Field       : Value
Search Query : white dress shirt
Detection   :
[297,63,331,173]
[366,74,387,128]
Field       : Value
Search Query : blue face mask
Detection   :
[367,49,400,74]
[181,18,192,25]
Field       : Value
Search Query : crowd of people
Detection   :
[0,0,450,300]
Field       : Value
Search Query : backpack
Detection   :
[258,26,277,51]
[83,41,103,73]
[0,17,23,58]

++++++++

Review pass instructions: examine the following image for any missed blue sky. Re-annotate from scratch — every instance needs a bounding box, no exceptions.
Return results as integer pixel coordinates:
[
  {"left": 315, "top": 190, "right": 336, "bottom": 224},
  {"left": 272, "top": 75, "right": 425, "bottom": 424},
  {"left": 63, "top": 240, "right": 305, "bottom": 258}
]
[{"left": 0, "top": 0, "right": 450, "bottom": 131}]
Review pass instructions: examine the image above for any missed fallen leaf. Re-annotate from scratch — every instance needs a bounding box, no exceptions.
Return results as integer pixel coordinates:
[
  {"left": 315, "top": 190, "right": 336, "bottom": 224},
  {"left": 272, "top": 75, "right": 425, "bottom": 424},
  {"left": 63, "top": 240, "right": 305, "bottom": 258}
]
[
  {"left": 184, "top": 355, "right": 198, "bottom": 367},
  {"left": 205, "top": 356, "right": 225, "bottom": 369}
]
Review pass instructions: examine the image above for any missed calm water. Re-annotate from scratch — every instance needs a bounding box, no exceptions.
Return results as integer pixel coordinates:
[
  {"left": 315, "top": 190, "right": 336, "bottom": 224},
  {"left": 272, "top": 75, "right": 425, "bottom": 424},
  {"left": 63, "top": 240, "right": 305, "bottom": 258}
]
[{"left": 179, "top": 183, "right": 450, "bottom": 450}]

++++++++

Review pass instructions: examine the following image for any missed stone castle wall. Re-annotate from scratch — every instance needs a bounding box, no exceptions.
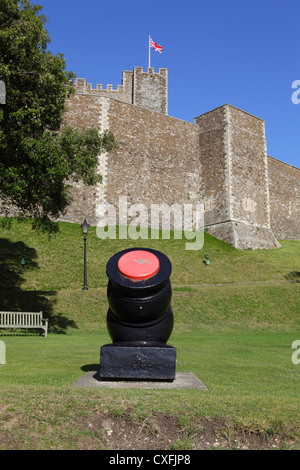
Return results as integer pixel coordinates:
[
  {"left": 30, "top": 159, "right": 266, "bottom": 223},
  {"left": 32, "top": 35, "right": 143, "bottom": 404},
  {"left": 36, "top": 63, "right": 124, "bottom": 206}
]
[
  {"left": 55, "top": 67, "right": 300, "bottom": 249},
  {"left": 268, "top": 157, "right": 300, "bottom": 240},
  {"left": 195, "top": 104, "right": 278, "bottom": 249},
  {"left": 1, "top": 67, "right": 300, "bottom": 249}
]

++++++++

▶ _Short exercise_
Filter the data above and copy every line that contains the word "Search". Uppercase and lowercase letters count as different.

▶ _Result of this task_
Search Query : white dress shirt
Search Query : blue face mask
Search Query : crowd of people
Search Query : backpack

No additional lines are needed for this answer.